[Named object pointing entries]
........
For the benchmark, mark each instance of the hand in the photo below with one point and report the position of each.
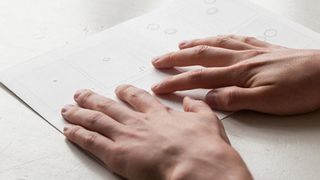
(246, 74)
(153, 141)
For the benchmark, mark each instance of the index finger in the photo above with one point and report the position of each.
(206, 78)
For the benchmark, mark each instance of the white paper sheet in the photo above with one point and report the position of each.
(123, 53)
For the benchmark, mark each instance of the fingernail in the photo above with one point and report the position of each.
(155, 60)
(155, 86)
(66, 108)
(211, 99)
(67, 127)
(183, 43)
(78, 93)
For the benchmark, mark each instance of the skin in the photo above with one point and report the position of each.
(246, 74)
(152, 141)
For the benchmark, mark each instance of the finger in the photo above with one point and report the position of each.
(197, 106)
(235, 98)
(191, 105)
(139, 99)
(92, 120)
(252, 41)
(199, 55)
(93, 142)
(206, 78)
(90, 100)
(227, 42)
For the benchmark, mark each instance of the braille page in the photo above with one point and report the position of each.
(123, 53)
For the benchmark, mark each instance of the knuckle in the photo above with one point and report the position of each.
(222, 40)
(196, 75)
(201, 49)
(105, 106)
(89, 140)
(171, 57)
(248, 39)
(72, 112)
(83, 99)
(254, 52)
(74, 131)
(93, 119)
(228, 99)
(135, 94)
(115, 159)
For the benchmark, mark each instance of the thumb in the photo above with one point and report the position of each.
(234, 98)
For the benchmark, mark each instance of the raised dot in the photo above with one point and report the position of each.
(170, 31)
(153, 27)
(270, 33)
(106, 59)
(210, 1)
(212, 11)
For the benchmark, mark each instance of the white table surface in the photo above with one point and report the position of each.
(274, 147)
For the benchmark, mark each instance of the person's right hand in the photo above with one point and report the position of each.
(246, 74)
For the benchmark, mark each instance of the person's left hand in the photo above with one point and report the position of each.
(153, 141)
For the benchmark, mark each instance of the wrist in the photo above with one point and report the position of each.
(226, 164)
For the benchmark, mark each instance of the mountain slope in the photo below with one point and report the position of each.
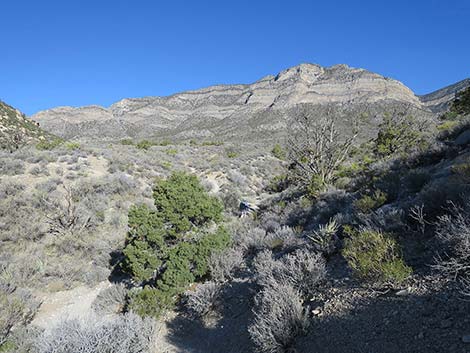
(439, 100)
(258, 110)
(17, 130)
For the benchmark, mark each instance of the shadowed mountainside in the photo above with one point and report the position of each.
(260, 110)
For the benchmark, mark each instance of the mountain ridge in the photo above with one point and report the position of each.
(213, 111)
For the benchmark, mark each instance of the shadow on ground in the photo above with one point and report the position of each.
(393, 324)
(229, 334)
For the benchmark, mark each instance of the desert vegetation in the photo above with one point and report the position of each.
(340, 229)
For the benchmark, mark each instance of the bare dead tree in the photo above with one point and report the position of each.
(66, 217)
(316, 148)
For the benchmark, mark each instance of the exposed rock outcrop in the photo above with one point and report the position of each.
(259, 110)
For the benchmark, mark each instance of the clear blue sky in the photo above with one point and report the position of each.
(82, 52)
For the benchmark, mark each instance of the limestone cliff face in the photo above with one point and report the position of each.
(233, 111)
(439, 100)
(17, 130)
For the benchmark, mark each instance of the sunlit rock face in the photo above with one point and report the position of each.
(260, 110)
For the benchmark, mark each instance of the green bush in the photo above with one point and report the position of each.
(375, 256)
(150, 302)
(168, 247)
(397, 134)
(369, 203)
(182, 203)
(278, 152)
(144, 145)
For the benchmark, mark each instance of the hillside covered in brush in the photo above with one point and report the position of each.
(322, 240)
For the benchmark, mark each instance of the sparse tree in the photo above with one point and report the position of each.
(316, 148)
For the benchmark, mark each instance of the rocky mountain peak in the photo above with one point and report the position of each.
(259, 109)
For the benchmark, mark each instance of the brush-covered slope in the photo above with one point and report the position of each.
(440, 100)
(17, 130)
(259, 110)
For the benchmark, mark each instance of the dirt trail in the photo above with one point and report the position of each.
(74, 303)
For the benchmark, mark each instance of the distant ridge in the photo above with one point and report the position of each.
(260, 110)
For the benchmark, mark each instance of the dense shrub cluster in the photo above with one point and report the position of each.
(454, 231)
(279, 318)
(17, 308)
(124, 334)
(169, 247)
(204, 299)
(375, 256)
(398, 133)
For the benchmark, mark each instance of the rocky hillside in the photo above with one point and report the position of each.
(439, 100)
(258, 110)
(16, 130)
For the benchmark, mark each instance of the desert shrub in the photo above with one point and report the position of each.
(325, 239)
(462, 171)
(301, 269)
(110, 300)
(416, 179)
(169, 247)
(368, 203)
(389, 219)
(251, 239)
(222, 265)
(436, 196)
(204, 299)
(11, 167)
(278, 183)
(123, 334)
(68, 214)
(17, 308)
(127, 142)
(72, 145)
(183, 204)
(150, 301)
(10, 188)
(48, 144)
(375, 256)
(39, 170)
(144, 145)
(230, 152)
(454, 232)
(171, 151)
(447, 126)
(278, 152)
(212, 143)
(279, 317)
(48, 186)
(398, 134)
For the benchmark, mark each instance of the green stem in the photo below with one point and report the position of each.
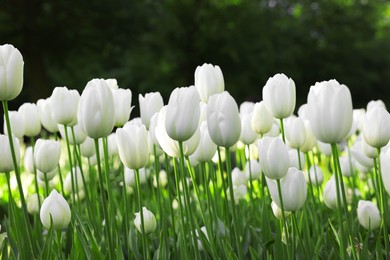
(339, 205)
(141, 212)
(232, 203)
(283, 217)
(282, 130)
(104, 201)
(17, 175)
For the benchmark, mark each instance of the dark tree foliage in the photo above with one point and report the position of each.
(156, 45)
........
Description of the task:
Copy out exactly the lines from the one with "For the benchmark, mark each instance of the rocky mountain" through the end of the listing, both ends included, omitting any picture.

Exercise answer:
For the benchmark, mark each instance of the rocky mountain peak in the photo above with one point and report the position of each.
(259, 109)
For the benchmark, mark each instance of the brush-covered slope in the photo above with one point and report the position of each.
(440, 100)
(17, 130)
(259, 110)
For the benchmark, mark each instance of the dirt trail in the photo above with one point and report the position of each.
(74, 303)
For the benchmark, mark each instance of the distant ridge in the photo above with one point and report the position of each.
(260, 110)
For the benchmark, mark each instance of the dense shrub cluster in the photo above with one point and report the position of each.
(454, 231)
(279, 318)
(17, 308)
(124, 334)
(169, 247)
(204, 299)
(375, 256)
(398, 133)
For the benchmark, mark each instance of the rocky hillside in the photo above with one point and report the position of each.
(439, 100)
(258, 110)
(16, 130)
For the benchmark, mark each instance of the desert shrub in the photo above with one point and report the position of each.
(325, 239)
(462, 171)
(301, 269)
(110, 300)
(416, 179)
(169, 247)
(368, 203)
(389, 219)
(251, 239)
(222, 265)
(436, 196)
(204, 299)
(11, 167)
(278, 183)
(123, 334)
(68, 214)
(17, 308)
(127, 142)
(72, 145)
(183, 204)
(150, 301)
(10, 188)
(48, 144)
(375, 256)
(39, 170)
(144, 145)
(230, 152)
(454, 232)
(171, 151)
(447, 126)
(278, 152)
(212, 143)
(279, 317)
(48, 186)
(398, 134)
For the benchmark, mark each instance of the green stem in the photo below with one point and report the position of each.
(339, 205)
(141, 212)
(232, 203)
(283, 217)
(282, 130)
(104, 201)
(17, 175)
For the benchmark, mark each instance of the dark tree foliage in the photo above with one point and report the position of each.
(156, 45)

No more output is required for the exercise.